What you should do:
Number of lines below with the word "radiator": state it and write nothing more.

[Provided records]

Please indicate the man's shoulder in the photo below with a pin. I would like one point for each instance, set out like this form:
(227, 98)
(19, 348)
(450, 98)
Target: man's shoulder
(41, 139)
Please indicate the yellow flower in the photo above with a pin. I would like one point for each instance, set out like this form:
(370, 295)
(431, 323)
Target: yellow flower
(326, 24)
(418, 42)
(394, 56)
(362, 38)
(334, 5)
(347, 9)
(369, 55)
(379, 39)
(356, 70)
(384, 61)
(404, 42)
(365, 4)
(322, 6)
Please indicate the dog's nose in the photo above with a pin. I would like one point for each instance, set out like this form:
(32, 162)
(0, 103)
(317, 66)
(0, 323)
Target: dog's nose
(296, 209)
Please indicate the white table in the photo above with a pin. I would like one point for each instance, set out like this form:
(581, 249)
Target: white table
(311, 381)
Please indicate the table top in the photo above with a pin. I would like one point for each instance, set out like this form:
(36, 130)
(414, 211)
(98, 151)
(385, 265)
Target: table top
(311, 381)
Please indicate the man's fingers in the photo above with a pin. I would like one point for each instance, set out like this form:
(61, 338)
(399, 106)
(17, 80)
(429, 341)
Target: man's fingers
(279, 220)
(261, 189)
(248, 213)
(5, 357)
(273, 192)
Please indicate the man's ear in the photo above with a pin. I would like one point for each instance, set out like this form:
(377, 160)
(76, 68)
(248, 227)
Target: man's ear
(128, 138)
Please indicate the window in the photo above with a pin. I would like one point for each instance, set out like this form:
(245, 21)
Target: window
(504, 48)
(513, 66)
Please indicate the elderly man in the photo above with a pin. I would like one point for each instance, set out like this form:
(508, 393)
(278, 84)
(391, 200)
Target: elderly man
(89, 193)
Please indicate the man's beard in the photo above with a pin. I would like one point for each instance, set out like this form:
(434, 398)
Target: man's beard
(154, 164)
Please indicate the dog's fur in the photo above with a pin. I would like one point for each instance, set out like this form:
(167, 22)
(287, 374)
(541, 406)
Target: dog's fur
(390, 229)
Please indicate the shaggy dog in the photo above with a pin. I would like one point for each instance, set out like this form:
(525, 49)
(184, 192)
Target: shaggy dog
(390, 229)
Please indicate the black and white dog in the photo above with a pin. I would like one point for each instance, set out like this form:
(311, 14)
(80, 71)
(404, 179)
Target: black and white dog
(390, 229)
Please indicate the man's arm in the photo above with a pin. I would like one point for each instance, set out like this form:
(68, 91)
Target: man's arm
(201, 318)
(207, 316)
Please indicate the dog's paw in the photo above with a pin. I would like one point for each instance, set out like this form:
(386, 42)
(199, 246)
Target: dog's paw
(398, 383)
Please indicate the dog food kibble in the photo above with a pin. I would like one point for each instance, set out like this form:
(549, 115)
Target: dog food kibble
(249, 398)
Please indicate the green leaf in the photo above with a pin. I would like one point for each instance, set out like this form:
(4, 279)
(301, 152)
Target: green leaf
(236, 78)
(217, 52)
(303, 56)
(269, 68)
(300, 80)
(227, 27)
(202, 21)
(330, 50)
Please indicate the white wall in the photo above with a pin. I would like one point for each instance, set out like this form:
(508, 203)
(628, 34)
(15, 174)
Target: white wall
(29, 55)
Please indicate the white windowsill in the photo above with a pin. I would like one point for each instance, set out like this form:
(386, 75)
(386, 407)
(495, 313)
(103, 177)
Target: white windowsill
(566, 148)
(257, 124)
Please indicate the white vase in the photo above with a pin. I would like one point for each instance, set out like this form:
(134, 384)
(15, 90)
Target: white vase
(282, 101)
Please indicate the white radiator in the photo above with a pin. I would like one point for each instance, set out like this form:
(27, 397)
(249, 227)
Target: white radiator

[/Provided records]

Solution to the exercise:
2